Directions. Quote every one of the entries below word for word.

** start Information given **

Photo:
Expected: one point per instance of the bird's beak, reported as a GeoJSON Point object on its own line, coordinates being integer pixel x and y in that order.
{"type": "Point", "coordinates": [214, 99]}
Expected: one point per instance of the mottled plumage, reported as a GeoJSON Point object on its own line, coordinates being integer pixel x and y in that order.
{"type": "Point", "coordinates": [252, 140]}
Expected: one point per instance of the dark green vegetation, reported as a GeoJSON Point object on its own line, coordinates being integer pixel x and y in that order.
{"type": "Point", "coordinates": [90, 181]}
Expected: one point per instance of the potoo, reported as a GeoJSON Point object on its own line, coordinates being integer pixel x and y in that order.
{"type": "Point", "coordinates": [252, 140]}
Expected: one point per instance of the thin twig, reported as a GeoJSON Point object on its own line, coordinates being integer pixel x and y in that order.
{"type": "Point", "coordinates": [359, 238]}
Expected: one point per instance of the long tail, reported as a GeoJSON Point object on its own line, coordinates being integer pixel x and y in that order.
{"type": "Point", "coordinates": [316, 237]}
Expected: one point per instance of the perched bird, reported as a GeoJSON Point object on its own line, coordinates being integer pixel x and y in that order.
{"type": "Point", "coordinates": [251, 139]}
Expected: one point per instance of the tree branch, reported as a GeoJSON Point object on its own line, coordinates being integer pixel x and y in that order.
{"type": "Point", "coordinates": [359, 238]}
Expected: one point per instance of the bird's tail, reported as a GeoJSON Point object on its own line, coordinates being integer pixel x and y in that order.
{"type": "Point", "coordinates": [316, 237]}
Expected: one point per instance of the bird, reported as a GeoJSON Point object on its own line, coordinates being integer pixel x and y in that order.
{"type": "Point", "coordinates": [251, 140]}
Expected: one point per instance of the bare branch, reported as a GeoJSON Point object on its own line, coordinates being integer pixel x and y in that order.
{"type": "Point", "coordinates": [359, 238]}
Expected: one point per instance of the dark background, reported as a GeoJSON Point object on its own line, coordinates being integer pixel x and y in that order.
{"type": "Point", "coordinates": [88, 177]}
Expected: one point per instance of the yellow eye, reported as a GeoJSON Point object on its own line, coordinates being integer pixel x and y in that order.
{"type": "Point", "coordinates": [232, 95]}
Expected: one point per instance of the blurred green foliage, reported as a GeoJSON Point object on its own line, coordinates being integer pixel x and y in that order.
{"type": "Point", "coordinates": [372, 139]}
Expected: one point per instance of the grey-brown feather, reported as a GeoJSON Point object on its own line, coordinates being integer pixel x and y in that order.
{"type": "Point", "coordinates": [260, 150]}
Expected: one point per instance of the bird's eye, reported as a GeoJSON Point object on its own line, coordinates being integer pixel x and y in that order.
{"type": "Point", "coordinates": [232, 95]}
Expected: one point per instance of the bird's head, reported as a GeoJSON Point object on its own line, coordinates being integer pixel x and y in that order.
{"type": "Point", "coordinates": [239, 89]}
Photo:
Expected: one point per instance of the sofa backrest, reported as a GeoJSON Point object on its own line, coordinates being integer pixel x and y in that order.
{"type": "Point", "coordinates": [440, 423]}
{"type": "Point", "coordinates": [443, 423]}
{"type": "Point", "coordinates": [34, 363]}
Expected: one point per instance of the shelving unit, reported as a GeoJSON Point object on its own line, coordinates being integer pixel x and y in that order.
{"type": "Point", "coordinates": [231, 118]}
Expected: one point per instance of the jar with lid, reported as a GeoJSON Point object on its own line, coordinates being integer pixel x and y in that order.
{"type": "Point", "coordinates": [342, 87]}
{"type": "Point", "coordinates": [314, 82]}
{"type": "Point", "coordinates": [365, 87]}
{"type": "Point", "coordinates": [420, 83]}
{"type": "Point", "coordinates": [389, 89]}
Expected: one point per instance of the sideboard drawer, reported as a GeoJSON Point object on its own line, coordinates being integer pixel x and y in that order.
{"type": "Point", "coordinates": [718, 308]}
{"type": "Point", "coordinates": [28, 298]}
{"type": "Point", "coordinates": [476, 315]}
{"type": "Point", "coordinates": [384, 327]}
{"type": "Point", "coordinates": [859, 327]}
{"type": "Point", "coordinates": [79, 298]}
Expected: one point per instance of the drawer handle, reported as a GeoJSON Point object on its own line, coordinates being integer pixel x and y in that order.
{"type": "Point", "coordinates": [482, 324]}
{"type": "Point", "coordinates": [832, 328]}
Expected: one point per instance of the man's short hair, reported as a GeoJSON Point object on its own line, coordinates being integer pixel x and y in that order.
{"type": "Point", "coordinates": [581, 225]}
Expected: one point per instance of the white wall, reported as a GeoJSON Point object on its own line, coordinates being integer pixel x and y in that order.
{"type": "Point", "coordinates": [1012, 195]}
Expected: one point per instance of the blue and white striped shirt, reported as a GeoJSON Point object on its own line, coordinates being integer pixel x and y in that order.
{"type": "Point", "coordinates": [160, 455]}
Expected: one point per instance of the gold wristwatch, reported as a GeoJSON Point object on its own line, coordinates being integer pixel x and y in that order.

** end Information given **

Task result.
Photo:
Expected: one point per instance of the bird's beak, reported as a GeoJSON Point object on its own line, coordinates being integer pixel x and y in that order.
{"type": "Point", "coordinates": [214, 99]}
Expected: one point per instance of the mottled plumage, reported as a GeoJSON Point object on its own line, coordinates being integer pixel x and y in that order.
{"type": "Point", "coordinates": [252, 140]}
Expected: one point per instance of the dark green vegetation, reported as a GeoJSON Point object on its own line, coordinates being integer pixel x and y in that order.
{"type": "Point", "coordinates": [90, 181]}
Expected: one point per instance of the potoo, reported as a GeoJSON Point object on its own line, coordinates being integer pixel x and y in that order.
{"type": "Point", "coordinates": [252, 140]}
Expected: one point per instance of the thin twig, reported as a GeoJSON Point object on its own line, coordinates being integer pixel x and y in that order.
{"type": "Point", "coordinates": [359, 238]}
Expected: one point per instance of the long tail, reported as a GeoJSON Point object on its own line, coordinates being integer pixel x and y in that order.
{"type": "Point", "coordinates": [316, 237]}
Expected: one point per instance of the perched bird, reported as a GeoJSON Point object on its own line, coordinates being integer pixel x and y in that order.
{"type": "Point", "coordinates": [251, 139]}
Expected: one point per instance of the tree branch, reported as a GeoJSON Point object on its own line, coordinates being integer pixel x and y in that order.
{"type": "Point", "coordinates": [359, 238]}
Expected: one point per instance of the bird's tail, reported as a GeoJSON Point object on its own line, coordinates being integer pixel x and y in that order.
{"type": "Point", "coordinates": [316, 237]}
Expected: one point per instance of the bird, reported as a GeoJSON Point object on its own line, coordinates being integer pixel x and y in that order.
{"type": "Point", "coordinates": [251, 140]}
Expected: one point per instance of the bare branch, reported as a GeoJSON Point object on its own line, coordinates being integer pixel x and y in that order.
{"type": "Point", "coordinates": [359, 238]}
Expected: one point per instance of the dark background, reported as a GeoJSON Point object on its own line, coordinates being integer pixel x and y in that order.
{"type": "Point", "coordinates": [88, 177]}
Expected: one point per instance of the yellow eye, reported as a GeoJSON Point object on its own line, coordinates being integer pixel x and y in that order.
{"type": "Point", "coordinates": [232, 95]}
Expected: one point per instance of the blurred green foliage, reported as a GeoJSON Point object on its own line, coordinates being integer pixel x and y in that order.
{"type": "Point", "coordinates": [372, 139]}
Expected: one point per instance of the grey-brown feather, reported as a GeoJSON Point object on its own line, coordinates being integer pixel x and y in that order.
{"type": "Point", "coordinates": [260, 150]}
Expected: one point per instance of the bird's eye, reported as a GeoJSON Point object on its own line, coordinates being integer pixel x and y in that order.
{"type": "Point", "coordinates": [232, 95]}
Expected: one point per instance of the bird's head, reported as a GeoJSON Point object on its own line, coordinates being integer pixel x and y in that order.
{"type": "Point", "coordinates": [239, 89]}
Photo:
Expected: one point per instance of the sofa backrest, reported as a GeoJSON Point object on its own line, coordinates being integer pixel x and y in that order.
{"type": "Point", "coordinates": [440, 423]}
{"type": "Point", "coordinates": [443, 423]}
{"type": "Point", "coordinates": [34, 363]}
Expected: one point per instance of the shelving unit, reported as a GeoJSON Point object on its own line, coordinates being integer pixel x and y in that order.
{"type": "Point", "coordinates": [231, 118]}
Expected: one point per instance of the jar with lid, reported as a GeoJSON Point object on its own line, coordinates being integer pixel x and y in that order.
{"type": "Point", "coordinates": [342, 87]}
{"type": "Point", "coordinates": [314, 82]}
{"type": "Point", "coordinates": [365, 87]}
{"type": "Point", "coordinates": [420, 83]}
{"type": "Point", "coordinates": [389, 89]}
Expected: one point per instance of the sideboard drawer, reported as a GeoJSON Point object on its own line, coordinates being integer pixel x and y in that order.
{"type": "Point", "coordinates": [718, 308]}
{"type": "Point", "coordinates": [28, 298]}
{"type": "Point", "coordinates": [476, 315]}
{"type": "Point", "coordinates": [384, 327]}
{"type": "Point", "coordinates": [859, 327]}
{"type": "Point", "coordinates": [79, 298]}
Expected: one point per instance of the drawer handle, reported as a GeoJSON Point object on its own line, coordinates being integer pixel x and y in that order.
{"type": "Point", "coordinates": [482, 324]}
{"type": "Point", "coordinates": [832, 328]}
Expected: one point per instance of the man's short hair, reported as a GeoJSON Point object on its own line, coordinates being integer pixel x and y in that order.
{"type": "Point", "coordinates": [581, 225]}
Expected: one point per instance of the white wall, reported as a GeoJSON Point object on its own line, coordinates being integer pixel x and y in that order.
{"type": "Point", "coordinates": [1012, 195]}
Expected: one point per instance of the blue and white striped shirt, reported as a GeoJSON Point object on its own line, coordinates being integer pixel x and y in that order.
{"type": "Point", "coordinates": [160, 455]}
Expected: one point per instance of the gold wristwatch, reported as a GeoJSON Point object on its own line, coordinates being integer pixel x and y in that order.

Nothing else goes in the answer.